GIVEN PROBLEM 1 >> Revise the passage about the truckers from "In a few minutes" down to "into the Metroplex.", putting "trucks" in place of "rigs".

DOCUMENT EXTRACT >>
###

In a few minutes another trucker stopped to pay his
respects and to listen to the story of my Father's life and passing. A few minutes later two more
truckers stopped to lend their support. Within fifteen minutes there were more than thirty rigs
parked along the interstate. The truckers stood in a semicircle around my Father's remains and
quietly paid their respects.
One of the truckers took off his cap and said, "Let's have a prayer."
All of the other truckers took off their caps and bowed their heads as a prayer was spoken. After
the prayer each of the truckers had a word of encouragement or strength. One of the truckers said,
"Come on friend. Follow us into town." The truckers all turned on their lights and escorted my
brother the rest of the way into the Metroplex.
I owe a debt to those unknown truckers. Those men
stopped to help what they thought might be a stranded traveler. Instead they paid a deep honor to a
man who had done his duty. Those truckers understood duty, honor, and sacrifice. And their kindness
helped my family to deal with its grief over the loss of our Father.

###

RECORDS FOR THE EXERCISE >>
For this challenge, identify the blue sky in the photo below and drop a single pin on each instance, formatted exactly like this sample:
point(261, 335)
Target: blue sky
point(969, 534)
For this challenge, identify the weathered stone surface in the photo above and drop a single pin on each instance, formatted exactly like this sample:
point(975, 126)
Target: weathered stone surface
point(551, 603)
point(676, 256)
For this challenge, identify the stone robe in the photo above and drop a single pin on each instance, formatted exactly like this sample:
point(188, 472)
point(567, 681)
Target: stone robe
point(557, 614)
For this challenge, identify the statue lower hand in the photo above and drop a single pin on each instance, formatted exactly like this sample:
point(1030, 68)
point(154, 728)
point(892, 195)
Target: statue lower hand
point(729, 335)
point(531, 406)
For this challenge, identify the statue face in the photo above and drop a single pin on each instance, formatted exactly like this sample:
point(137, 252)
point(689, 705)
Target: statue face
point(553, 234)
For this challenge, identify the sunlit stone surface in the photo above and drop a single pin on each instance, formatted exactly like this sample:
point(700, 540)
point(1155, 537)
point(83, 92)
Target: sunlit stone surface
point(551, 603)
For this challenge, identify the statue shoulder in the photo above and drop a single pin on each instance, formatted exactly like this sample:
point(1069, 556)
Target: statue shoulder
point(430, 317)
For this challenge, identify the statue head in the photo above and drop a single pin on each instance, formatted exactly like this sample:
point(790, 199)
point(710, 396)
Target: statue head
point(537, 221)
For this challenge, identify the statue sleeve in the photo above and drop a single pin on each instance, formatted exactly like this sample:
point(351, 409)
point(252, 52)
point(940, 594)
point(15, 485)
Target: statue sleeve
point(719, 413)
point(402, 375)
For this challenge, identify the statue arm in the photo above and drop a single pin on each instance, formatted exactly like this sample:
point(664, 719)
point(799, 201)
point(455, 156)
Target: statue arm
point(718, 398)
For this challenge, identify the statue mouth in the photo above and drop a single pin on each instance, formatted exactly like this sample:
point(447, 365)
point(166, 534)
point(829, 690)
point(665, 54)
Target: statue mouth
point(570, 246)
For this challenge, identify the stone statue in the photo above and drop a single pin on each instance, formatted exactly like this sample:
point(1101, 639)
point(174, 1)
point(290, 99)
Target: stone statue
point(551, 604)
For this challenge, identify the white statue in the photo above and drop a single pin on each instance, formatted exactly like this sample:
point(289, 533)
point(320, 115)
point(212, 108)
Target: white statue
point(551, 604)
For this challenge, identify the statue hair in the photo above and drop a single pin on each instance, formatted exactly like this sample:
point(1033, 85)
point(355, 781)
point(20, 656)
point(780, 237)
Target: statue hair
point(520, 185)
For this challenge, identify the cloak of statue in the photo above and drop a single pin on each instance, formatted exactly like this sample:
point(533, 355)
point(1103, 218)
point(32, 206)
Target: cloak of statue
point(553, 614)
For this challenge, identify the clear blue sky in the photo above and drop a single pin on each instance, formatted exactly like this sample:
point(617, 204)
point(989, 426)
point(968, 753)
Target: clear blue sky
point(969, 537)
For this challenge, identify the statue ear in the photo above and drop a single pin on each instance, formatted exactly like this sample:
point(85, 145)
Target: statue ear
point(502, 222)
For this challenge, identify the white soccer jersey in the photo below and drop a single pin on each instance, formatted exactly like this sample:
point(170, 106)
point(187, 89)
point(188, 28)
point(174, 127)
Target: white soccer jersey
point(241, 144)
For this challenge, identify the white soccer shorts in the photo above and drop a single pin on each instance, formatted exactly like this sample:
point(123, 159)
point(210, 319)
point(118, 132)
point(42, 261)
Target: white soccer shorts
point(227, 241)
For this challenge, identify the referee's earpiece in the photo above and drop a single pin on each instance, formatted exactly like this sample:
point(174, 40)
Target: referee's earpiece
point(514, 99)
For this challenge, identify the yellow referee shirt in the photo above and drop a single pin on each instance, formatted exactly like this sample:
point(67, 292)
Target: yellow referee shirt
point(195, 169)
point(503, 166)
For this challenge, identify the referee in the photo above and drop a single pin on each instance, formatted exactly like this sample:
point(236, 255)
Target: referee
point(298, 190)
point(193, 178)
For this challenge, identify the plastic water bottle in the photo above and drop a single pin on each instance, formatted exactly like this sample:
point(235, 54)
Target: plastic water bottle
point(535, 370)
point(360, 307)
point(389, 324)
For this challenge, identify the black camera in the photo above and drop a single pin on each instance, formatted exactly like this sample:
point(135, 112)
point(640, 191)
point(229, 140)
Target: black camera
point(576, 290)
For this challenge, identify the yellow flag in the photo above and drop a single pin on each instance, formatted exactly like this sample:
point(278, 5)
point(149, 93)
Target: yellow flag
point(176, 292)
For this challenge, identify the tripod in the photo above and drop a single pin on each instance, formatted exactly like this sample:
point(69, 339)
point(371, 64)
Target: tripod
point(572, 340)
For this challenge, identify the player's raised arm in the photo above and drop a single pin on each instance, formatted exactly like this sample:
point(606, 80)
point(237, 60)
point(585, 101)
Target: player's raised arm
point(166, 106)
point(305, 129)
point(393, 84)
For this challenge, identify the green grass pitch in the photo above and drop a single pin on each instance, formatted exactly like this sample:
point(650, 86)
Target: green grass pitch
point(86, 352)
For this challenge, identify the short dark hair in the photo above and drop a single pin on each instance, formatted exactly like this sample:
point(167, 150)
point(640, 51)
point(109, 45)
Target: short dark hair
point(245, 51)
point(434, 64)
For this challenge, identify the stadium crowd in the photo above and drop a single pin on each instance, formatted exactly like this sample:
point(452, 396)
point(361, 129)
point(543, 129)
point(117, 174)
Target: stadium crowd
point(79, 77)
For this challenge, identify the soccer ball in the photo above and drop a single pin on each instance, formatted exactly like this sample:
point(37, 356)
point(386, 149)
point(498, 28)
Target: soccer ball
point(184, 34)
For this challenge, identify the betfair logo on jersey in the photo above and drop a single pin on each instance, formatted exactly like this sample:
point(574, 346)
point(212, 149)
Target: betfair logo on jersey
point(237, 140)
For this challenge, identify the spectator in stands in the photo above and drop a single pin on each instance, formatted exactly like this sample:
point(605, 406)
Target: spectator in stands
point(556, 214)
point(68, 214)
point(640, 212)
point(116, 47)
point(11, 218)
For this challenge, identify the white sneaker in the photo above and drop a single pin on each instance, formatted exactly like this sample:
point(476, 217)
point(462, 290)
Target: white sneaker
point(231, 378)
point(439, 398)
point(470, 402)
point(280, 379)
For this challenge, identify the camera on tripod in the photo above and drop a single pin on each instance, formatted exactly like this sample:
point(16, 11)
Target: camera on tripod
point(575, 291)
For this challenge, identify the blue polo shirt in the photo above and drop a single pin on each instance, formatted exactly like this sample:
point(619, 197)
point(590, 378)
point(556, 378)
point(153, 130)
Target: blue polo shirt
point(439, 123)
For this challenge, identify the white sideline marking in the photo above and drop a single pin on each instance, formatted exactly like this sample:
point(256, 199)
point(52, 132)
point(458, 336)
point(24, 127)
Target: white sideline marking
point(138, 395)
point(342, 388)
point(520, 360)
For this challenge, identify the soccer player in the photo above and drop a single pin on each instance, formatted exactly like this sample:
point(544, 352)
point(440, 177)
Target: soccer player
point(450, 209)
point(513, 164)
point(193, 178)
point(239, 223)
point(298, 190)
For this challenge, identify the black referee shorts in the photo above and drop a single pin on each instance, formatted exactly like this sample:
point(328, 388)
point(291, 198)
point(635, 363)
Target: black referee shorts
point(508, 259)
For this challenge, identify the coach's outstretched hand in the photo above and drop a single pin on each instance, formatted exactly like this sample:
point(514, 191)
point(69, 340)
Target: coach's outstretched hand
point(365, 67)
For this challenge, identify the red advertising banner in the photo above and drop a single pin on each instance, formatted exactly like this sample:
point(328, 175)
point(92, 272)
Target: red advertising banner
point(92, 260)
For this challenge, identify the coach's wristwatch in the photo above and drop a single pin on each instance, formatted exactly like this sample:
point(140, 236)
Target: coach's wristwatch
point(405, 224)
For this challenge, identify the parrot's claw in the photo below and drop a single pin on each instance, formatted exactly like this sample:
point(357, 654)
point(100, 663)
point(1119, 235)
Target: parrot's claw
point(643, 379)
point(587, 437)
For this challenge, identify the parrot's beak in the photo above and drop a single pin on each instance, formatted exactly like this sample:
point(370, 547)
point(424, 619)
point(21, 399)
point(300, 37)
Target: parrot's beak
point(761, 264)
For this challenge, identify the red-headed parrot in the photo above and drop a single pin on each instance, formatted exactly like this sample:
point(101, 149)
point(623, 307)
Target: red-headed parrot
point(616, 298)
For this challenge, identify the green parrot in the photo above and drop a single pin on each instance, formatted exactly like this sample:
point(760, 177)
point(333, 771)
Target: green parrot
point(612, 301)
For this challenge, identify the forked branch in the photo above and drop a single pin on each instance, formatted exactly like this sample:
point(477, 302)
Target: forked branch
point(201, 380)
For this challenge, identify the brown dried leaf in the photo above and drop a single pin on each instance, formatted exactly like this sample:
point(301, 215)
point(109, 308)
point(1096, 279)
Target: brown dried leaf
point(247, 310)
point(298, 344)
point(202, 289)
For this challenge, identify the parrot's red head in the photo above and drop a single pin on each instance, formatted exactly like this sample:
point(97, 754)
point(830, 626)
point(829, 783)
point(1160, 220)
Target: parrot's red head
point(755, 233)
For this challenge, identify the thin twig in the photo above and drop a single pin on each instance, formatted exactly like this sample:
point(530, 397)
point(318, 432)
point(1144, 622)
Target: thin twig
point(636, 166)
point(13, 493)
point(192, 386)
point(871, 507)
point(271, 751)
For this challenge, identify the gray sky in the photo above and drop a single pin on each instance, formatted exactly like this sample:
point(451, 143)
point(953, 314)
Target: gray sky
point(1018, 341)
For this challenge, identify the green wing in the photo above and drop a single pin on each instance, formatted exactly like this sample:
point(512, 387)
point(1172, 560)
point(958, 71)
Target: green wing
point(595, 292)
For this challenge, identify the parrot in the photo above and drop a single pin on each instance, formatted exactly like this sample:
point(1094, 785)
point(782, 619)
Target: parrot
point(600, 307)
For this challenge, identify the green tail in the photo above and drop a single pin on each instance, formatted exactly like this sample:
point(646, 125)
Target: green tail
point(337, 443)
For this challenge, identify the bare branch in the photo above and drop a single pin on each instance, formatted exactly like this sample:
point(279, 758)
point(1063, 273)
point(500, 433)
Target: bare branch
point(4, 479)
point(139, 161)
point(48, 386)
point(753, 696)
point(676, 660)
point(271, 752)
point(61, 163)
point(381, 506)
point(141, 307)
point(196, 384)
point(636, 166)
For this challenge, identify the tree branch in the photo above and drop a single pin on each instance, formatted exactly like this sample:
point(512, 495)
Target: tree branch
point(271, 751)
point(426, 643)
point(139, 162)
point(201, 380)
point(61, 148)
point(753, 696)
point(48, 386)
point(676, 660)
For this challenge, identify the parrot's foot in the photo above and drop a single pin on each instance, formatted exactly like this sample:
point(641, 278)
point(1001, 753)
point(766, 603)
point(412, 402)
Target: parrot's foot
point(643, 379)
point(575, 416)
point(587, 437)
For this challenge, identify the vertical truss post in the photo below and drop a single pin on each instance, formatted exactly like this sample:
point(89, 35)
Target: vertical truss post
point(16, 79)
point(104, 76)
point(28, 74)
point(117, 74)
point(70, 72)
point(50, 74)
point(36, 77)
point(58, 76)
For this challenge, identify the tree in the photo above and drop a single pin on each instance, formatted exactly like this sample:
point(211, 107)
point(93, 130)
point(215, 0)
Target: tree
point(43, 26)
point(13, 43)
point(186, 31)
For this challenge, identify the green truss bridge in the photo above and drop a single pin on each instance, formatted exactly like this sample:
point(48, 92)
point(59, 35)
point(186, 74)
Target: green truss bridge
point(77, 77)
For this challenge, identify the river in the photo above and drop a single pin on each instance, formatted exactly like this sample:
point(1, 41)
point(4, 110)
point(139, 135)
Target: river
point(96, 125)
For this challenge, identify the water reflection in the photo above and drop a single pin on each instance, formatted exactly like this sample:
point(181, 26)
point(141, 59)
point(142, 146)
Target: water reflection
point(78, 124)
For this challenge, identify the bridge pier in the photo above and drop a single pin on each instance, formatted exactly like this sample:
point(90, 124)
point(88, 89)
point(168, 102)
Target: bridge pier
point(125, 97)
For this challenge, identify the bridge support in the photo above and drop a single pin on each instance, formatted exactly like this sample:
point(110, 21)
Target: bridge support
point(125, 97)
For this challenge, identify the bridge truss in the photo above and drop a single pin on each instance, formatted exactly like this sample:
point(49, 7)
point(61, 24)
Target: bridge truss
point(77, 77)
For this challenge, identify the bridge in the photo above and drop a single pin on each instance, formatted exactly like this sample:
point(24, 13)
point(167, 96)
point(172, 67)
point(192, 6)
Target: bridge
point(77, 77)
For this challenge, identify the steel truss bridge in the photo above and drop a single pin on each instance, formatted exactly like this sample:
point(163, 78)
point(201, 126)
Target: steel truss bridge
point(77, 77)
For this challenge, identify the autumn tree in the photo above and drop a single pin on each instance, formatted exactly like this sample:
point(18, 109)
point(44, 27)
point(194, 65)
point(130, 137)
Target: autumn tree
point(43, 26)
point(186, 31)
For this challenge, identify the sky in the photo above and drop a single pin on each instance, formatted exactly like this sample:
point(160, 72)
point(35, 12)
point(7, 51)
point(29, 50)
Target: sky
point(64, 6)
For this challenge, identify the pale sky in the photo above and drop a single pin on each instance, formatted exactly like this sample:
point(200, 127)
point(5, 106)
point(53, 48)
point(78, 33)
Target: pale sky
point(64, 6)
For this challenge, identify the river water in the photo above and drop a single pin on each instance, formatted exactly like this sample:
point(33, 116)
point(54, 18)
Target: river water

###

GIVEN PROBLEM 2 >> Raise every coordinate in the answer points by 76 for everything from the start of the records down to the line containing "point(531, 406)", and give only those lines again, requests included. Leave the sample points in the requests unchanged.

FULL SOLUTION 1 >>
In a few minutes another trucker stopped to pay his
respects and to listen to the story of my Father's life and passing. A few minutes later two more
truckers stopped to lend their support. Within fifteen minutes there were more than thirty trucks
parked along the interstate. The truckers stood in a semicircle around my Father's remains and
quietly paid their respects.
One of the truckers took off his cap and said, "Let's have a prayer."
All of the other truckers took off their caps and bowed their heads as a prayer was spoken. After
the prayer each of the truckers had a word of encouragement or strength. One of the truckers said,
"Come on friend. Follow us into town." The truckers all turned on their lights and escorted my
brother the rest of the way into the Metroplex.

FULL SOLUTION 2 >>
For this challenge, identify the blue sky in the photo below and drop a single pin on each instance, formatted exactly like this sample:
point(261, 335)
Target: blue sky
point(1045, 610)
For this challenge, identify the weathered stone surface in the photo above and drop a single pin on each instance, formatted exactly like this sample:
point(975, 126)
Target: weathered stone surface
point(627, 679)
point(752, 332)
For this challenge, identify the stone robe in the photo above and drop a single pin on each instance, formatted exactly like this sample:
point(188, 472)
point(567, 681)
Target: stone robe
point(633, 690)
For this challenge, identify the statue lower hand in the photo above and drop a single pin on each instance, formatted exactly like this sample:
point(1030, 68)
point(154, 728)
point(892, 195)
Target: statue lower hand
point(805, 411)
point(607, 482)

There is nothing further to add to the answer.